**Task goal**
Set down all of the records below exactly, please, omitting the images.
═════ Material to process
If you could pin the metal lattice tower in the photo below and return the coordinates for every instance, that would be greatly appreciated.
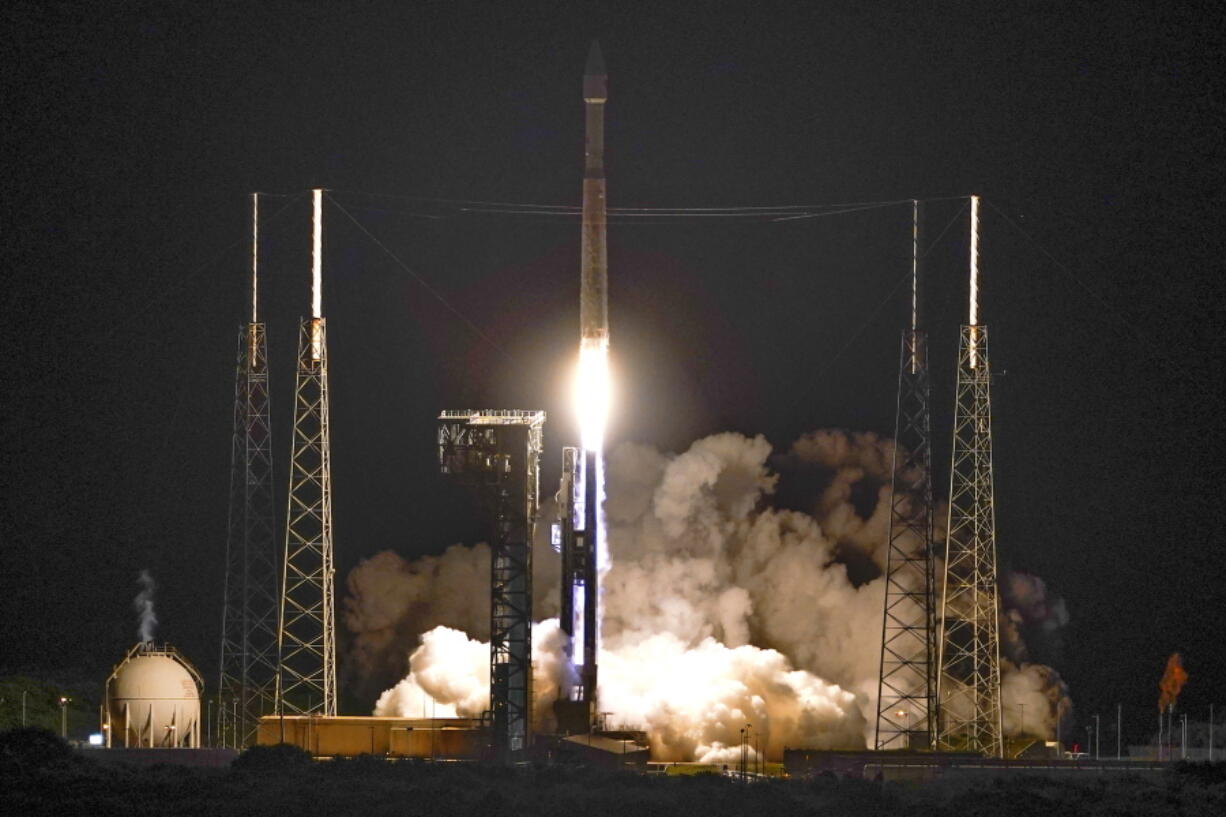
(307, 631)
(906, 686)
(498, 454)
(307, 636)
(969, 682)
(247, 685)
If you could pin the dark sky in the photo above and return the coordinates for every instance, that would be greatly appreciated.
(133, 134)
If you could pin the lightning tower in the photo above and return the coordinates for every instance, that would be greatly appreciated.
(307, 629)
(498, 455)
(969, 682)
(906, 685)
(582, 550)
(247, 683)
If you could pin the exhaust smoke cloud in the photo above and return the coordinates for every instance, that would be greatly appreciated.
(721, 609)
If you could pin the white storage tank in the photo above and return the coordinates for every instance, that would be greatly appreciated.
(152, 699)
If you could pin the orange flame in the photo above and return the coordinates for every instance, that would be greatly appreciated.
(1172, 681)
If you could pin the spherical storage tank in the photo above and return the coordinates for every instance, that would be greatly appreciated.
(152, 699)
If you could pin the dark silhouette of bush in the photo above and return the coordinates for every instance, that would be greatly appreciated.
(28, 748)
(1205, 773)
(280, 757)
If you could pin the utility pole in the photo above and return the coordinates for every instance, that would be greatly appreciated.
(64, 717)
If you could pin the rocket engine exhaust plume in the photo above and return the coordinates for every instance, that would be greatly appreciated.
(721, 606)
(592, 393)
(144, 606)
(1172, 682)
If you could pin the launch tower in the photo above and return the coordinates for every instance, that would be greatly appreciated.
(906, 686)
(969, 682)
(307, 628)
(247, 687)
(498, 454)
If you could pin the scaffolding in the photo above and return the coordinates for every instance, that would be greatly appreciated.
(247, 685)
(307, 631)
(497, 454)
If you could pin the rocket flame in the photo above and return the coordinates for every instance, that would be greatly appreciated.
(592, 391)
(1172, 682)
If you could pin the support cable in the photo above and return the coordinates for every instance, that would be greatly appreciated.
(424, 283)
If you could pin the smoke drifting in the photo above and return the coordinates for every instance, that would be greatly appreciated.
(721, 609)
(144, 606)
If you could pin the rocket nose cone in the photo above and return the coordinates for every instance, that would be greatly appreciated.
(595, 61)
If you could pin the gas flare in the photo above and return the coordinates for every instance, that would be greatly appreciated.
(1172, 682)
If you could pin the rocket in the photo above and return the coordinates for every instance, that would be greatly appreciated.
(593, 287)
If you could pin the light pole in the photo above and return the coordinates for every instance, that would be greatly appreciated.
(741, 766)
(1119, 731)
(64, 717)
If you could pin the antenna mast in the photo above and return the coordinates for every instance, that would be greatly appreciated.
(307, 631)
(906, 686)
(247, 683)
(969, 682)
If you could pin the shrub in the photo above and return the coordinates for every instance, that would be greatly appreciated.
(280, 757)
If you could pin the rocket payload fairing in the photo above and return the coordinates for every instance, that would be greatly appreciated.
(582, 552)
(593, 309)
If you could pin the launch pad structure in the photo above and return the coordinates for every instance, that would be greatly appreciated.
(906, 712)
(247, 683)
(497, 454)
(307, 620)
(939, 681)
(969, 681)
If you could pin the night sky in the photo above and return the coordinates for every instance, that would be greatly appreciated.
(134, 133)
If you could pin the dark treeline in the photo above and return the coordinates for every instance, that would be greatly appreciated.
(39, 774)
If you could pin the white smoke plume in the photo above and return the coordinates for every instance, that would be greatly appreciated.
(719, 610)
(144, 606)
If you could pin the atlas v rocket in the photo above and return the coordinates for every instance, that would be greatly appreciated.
(593, 307)
(582, 467)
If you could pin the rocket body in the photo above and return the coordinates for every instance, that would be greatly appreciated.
(593, 287)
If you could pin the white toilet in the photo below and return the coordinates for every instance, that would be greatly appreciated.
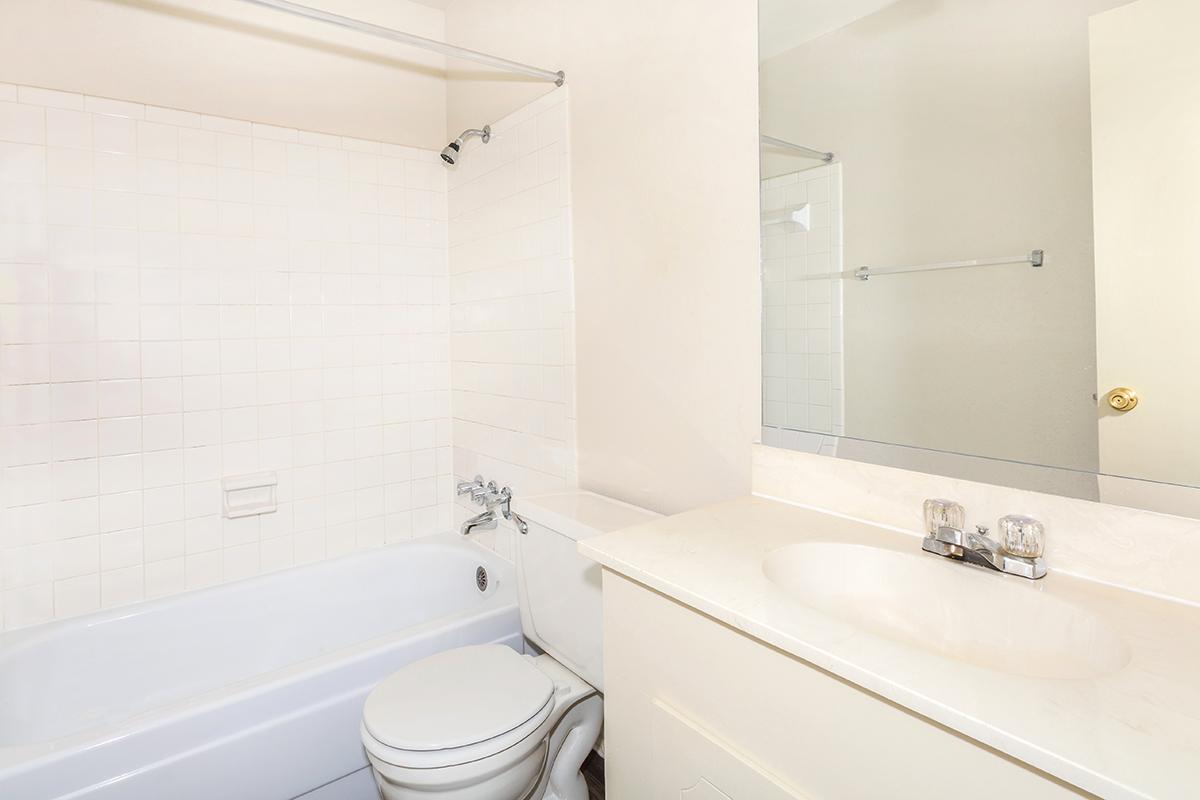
(484, 722)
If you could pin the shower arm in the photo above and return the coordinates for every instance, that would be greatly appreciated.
(485, 134)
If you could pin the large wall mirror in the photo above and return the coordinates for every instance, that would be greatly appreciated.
(981, 240)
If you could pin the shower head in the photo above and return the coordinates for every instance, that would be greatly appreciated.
(453, 151)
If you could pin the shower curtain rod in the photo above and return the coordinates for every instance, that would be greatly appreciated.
(799, 148)
(558, 78)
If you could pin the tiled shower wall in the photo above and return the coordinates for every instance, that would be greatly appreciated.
(185, 298)
(803, 377)
(511, 307)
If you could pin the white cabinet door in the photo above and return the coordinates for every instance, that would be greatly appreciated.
(694, 764)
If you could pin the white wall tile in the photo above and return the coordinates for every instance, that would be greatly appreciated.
(508, 263)
(185, 298)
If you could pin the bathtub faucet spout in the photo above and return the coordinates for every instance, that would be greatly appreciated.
(485, 521)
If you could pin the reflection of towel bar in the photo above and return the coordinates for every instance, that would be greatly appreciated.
(1036, 258)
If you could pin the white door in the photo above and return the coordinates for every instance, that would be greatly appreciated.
(694, 764)
(1146, 154)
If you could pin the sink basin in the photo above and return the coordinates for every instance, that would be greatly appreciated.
(957, 612)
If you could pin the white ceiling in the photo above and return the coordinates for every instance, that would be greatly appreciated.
(784, 24)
══════════
**Task result**
If you could pin the metal lattice tower in the photo below and return the coordinates for every instance, that would be greatly appreciated.
(307, 631)
(906, 686)
(498, 454)
(307, 636)
(969, 682)
(247, 685)
If you could pin the dark sky in the photo above and return the coordinates for every instance, that would be greatly appreciated.
(133, 134)
If you could pin the lightning tower in the photo above and return the coordinates for every instance, that would be greatly appreciated.
(307, 629)
(498, 455)
(969, 682)
(906, 685)
(582, 550)
(247, 683)
If you could pin the exhaust smoke cloud in the photo above and return the coordinates for every instance, that would be greatly appreciated.
(721, 609)
If you could pin the white storage tank in the photo above and return the coordinates for every instance, that would be greatly appreciated.
(152, 699)
If you could pin the orange flame in the photo above and return the coordinates for every instance, that would be greatly appreciated.
(1172, 681)
If you could pin the spherical storage tank in the photo above and return the coordinates for every instance, that would be greatly appreciated.
(152, 699)
If you could pin the dark silhouette of bush in the photo above and return the coordinates for every instance, that would be greatly appreciated.
(28, 748)
(1205, 773)
(280, 757)
If you could pin the utility pole in the photo above and return the coordinates for every instance, that would be greatly appreciated.
(64, 717)
If you could pin the rocket engine exhaust plume in the photo above and return the coordinates for every instance, that would be greatly appreciated.
(721, 606)
(592, 393)
(144, 606)
(1172, 682)
If you could pin the launch tower in the photo above and return the coordinates for every instance, that would be greatly appreciated.
(906, 686)
(969, 682)
(307, 628)
(247, 687)
(498, 454)
If you could pin the scaffolding in the photo above and return the coordinates for every instance, that would be greatly appreciated.
(247, 685)
(307, 631)
(497, 454)
If you could pin the rocket flame in the photo above and return the coordinates for every instance, that would be greatly appreciated.
(592, 391)
(1172, 682)
If you could pin the support cable in the photo above and return the coordinates for every instance, that would be greatly appreciated.
(424, 283)
If you could pin the smoke drifting in the photo above and return the coordinates for every instance, that would be greatly appreciated.
(721, 609)
(144, 606)
If you could pin the rocket nose cone in the photo above and return the coordinates for every instance, that would be greatly appreciated.
(595, 61)
If you could pin the gas flare in the photo above and return the coordinates for every instance, that would be greatly appreciated.
(1172, 682)
If you could pin the rocket in the photo above and return the coordinates for every instance, that would be greatly appreciated.
(593, 287)
If you could pin the light pole in the photo above and return the coordinates for every instance, that would be greatly appreciated.
(741, 766)
(1119, 731)
(64, 717)
If you could pin the antenna mast in the photo above and return the coordinates for every instance, that would be greatly appreciated.
(307, 631)
(906, 686)
(247, 683)
(969, 682)
If you could pin the shrub in the photo above and return the coordinates for every instance, that would be greatly appreciated.
(280, 757)
If you could pin the rocket payload fairing in the photo above and return the coordinates for every instance, that would be greatly appreciated.
(582, 552)
(593, 309)
If you could pin the launch pad structure in the photo above and return the coordinates for every instance, that would be greatly appreciated.
(906, 712)
(247, 683)
(497, 454)
(307, 620)
(939, 681)
(969, 681)
If you could pin the night sky in the photo above and return the coordinates for every instance, that would be greatly appreciated.
(134, 133)
If you could pin the dark treeline in the photo above and return the coordinates for every instance, that would be greatly appreciated.
(39, 774)
If you could pin the white smoke plume in the photo above and return the coordinates for every instance, that would be greatly appreciated.
(719, 610)
(144, 606)
If you could pin the atlas v rocket in the photo above and return the coordinates for every instance, that would be greatly appreciated.
(593, 307)
(582, 467)
If you could pin the rocket body in the photo above and return the coordinates for every instance, that would be greatly appreciated.
(593, 287)
If you could pin the white toilet in the photo below and return the coordinates for every instance, that would be greatly appreciated.
(484, 722)
If you could pin the shower arm in the photo above and return the coordinates for every instance, that would be greatly appreciated.
(485, 134)
If you could pin the large wall mirror in the photo above and return the coordinates for every instance, that would be greatly appreciated.
(981, 240)
If you could pin the shower head in the photo above and return the coordinates for every instance, that would be greatly appreciated.
(453, 151)
If you could pin the shower curtain rod in the photo above and return the coordinates for every instance, that would be greatly appreciated.
(799, 148)
(558, 78)
If you could pin the tiled shower wall in the photo above and return the coordinates for every instance, that would be greatly appreciated.
(185, 298)
(803, 377)
(511, 307)
If you could pin the white cabinet door in the photo above and return the coordinates for every instance, that would be greatly appreciated.
(694, 764)
If you could pin the white wall tile in the photo above and return the coordinates for every instance, that would be greatly appreciated.
(508, 263)
(185, 298)
If you could pin the bathtub faucet spout in the photo above and return the coordinates for every instance, that would be greatly appreciated.
(485, 521)
If you could pin the reflection of towel bar in the photo above and return the coordinates for every instance, that would be greatly appreciated.
(1036, 258)
If you could pin the white door in the photo above and return the coordinates for every instance, that would be greatly appreciated.
(694, 764)
(1146, 154)
If you could pin the sink basin in the photo above and return the coordinates for every instance, that would be greatly appreciated.
(957, 612)
If you could pin the white ceiling in the photo above and return the coordinates for every instance, that would be greatly appreciated.
(784, 24)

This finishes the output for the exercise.